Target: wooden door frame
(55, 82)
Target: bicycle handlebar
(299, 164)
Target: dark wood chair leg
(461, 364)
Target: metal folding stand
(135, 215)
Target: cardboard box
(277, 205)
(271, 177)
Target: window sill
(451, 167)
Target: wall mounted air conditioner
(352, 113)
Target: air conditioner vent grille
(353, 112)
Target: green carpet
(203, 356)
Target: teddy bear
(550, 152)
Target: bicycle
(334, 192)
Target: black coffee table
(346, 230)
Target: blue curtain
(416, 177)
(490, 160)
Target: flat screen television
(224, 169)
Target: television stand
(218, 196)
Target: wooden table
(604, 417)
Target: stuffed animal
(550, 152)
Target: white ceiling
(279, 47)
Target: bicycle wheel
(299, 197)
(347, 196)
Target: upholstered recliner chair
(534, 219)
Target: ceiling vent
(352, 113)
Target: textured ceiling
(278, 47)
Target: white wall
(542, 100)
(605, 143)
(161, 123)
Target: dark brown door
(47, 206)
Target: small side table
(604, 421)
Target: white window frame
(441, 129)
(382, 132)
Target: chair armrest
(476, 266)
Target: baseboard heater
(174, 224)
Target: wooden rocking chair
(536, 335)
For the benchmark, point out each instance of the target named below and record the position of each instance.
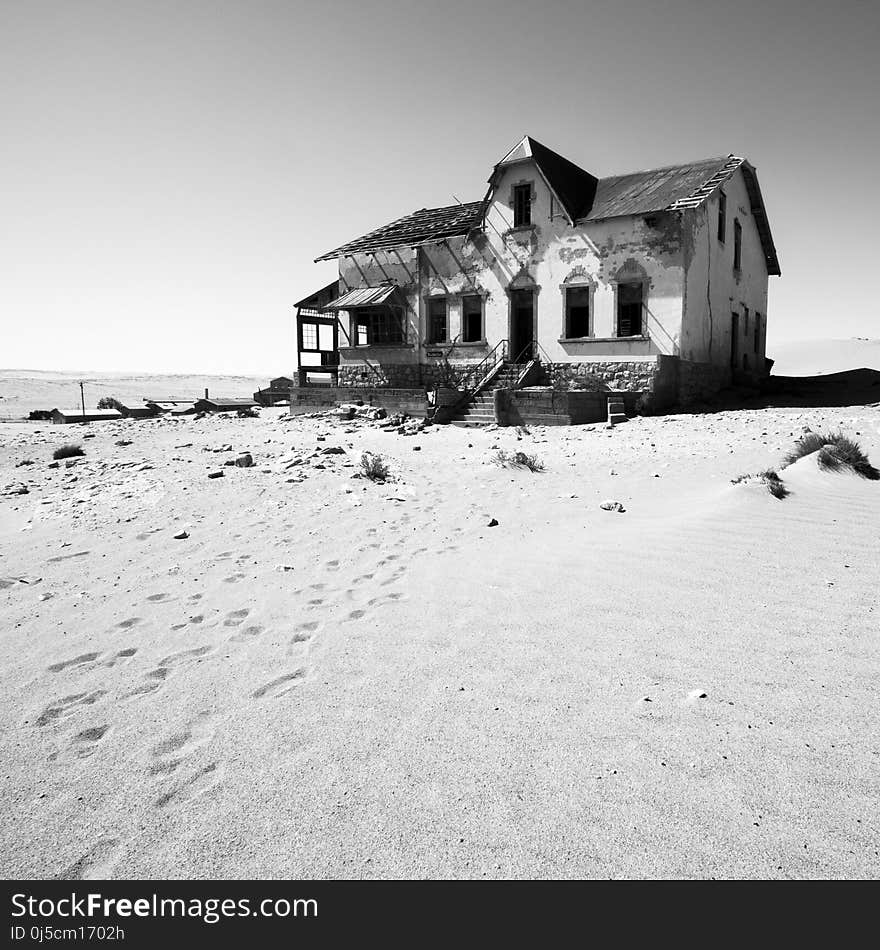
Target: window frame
(366, 319)
(482, 310)
(430, 339)
(737, 245)
(581, 286)
(642, 285)
(522, 205)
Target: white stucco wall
(706, 333)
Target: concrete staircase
(480, 411)
(616, 409)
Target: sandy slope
(811, 357)
(331, 678)
(24, 390)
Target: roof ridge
(663, 168)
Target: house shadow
(854, 387)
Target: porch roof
(362, 297)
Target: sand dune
(24, 390)
(335, 678)
(815, 357)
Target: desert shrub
(518, 460)
(769, 478)
(67, 451)
(835, 450)
(374, 467)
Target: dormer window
(522, 206)
(737, 245)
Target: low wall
(404, 375)
(548, 406)
(309, 398)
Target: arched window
(631, 285)
(577, 295)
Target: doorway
(734, 340)
(522, 325)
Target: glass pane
(325, 336)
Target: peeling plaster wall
(706, 336)
(544, 256)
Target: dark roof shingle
(421, 227)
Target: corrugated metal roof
(657, 189)
(421, 227)
(362, 297)
(316, 300)
(91, 413)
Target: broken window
(378, 326)
(472, 319)
(437, 320)
(310, 336)
(522, 205)
(629, 309)
(577, 311)
(737, 244)
(325, 337)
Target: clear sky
(169, 169)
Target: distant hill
(821, 357)
(22, 390)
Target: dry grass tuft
(374, 467)
(67, 451)
(770, 478)
(834, 451)
(518, 460)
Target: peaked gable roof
(421, 227)
(573, 187)
(583, 197)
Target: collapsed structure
(559, 288)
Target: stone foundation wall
(404, 375)
(629, 375)
(309, 398)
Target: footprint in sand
(121, 657)
(248, 633)
(280, 685)
(694, 696)
(235, 617)
(97, 863)
(157, 676)
(167, 755)
(68, 706)
(85, 743)
(203, 781)
(76, 661)
(67, 557)
(386, 599)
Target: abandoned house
(558, 288)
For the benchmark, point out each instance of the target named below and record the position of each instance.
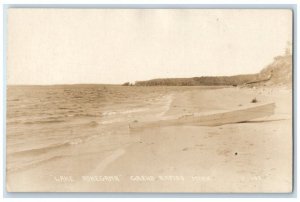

※

Rewrite the entire listing above, replacing every occurrence of "bicycle" with "motorcycle" and leaving all other text unchanged. Omit the pictures from your answer.

Result>
Target: wooden door frame
(55, 82)
Target: motorcycle handlebar
(299, 164)
Target: dark wood chair leg
(461, 364)
Target: metal folding stand
(135, 215)
Target: cardboard box
(277, 205)
(271, 177)
Target: window sill
(451, 167)
Target: wall mounted air conditioner
(352, 113)
Target: air conditioner vent grille
(353, 112)
Target: green carpet
(203, 356)
Target: teddy bear
(550, 152)
Target: motorcycle
(334, 192)
Target: black coffee table
(346, 230)
Target: blue curtain
(416, 177)
(490, 160)
Target: flat screen television
(224, 169)
Target: television stand
(218, 196)
Target: wooden table
(604, 417)
Target: stuffed animal
(550, 152)
Target: white ceiling
(279, 47)
Target: motorcycle wheel
(299, 197)
(347, 196)
Target: upholstered recliner chair
(534, 219)
Target: ceiling vent
(352, 113)
Target: textured ceiling
(278, 47)
Target: white wall
(542, 100)
(605, 143)
(161, 123)
Target: dark brown door
(47, 206)
Target: small side table
(604, 421)
Target: white window frame
(441, 129)
(382, 132)
Target: chair armrest
(476, 266)
Target: baseboard heater
(174, 224)
Target: wooden rocking chair
(536, 335)
For the benchmark, point out each instance of the target named below and record the position of each instance.
Target: window frame
(366, 319)
(482, 310)
(430, 339)
(737, 245)
(581, 286)
(642, 285)
(522, 205)
Target: white stucco wall
(706, 333)
Target: concrete staircase
(480, 411)
(616, 409)
Target: sandy slope
(811, 357)
(331, 678)
(24, 390)
Target: roof ridge
(663, 168)
Target: house shadow
(854, 387)
Target: porch roof
(362, 297)
Target: sand dune
(24, 390)
(335, 678)
(815, 357)
Target: desert shrub
(518, 460)
(769, 478)
(67, 451)
(835, 450)
(374, 467)
Target: dormer window
(522, 206)
(737, 245)
Target: low wall
(404, 375)
(548, 406)
(309, 398)
Target: arched window
(631, 285)
(577, 295)
Target: doorway
(734, 340)
(522, 325)
Target: glass pane
(325, 336)
Target: peeling plaster wall
(706, 336)
(544, 256)
Target: dark roof shingle
(421, 227)
Target: corrugated metal roof
(657, 189)
(421, 227)
(362, 297)
(316, 300)
(91, 413)
Target: broken window
(378, 326)
(472, 319)
(437, 320)
(310, 336)
(522, 205)
(629, 309)
(577, 311)
(737, 244)
(325, 337)
Target: clear sky
(169, 169)
Target: distant hill
(821, 357)
(22, 390)
Target: dry grass tuft
(374, 467)
(67, 451)
(770, 478)
(834, 451)
(518, 460)
Target: peaked gable roof
(421, 227)
(573, 187)
(583, 197)
Target: collapsed structure
(559, 288)
Target: stone foundation wall
(404, 375)
(629, 375)
(309, 398)
Target: footprint in sand
(121, 657)
(248, 633)
(280, 685)
(694, 696)
(235, 617)
(97, 863)
(157, 676)
(167, 755)
(68, 706)
(85, 743)
(203, 781)
(76, 661)
(67, 557)
(386, 599)
Target: abandoned house
(558, 288)
For the benchmark, point out each instance of the target named below and record the position of each instance.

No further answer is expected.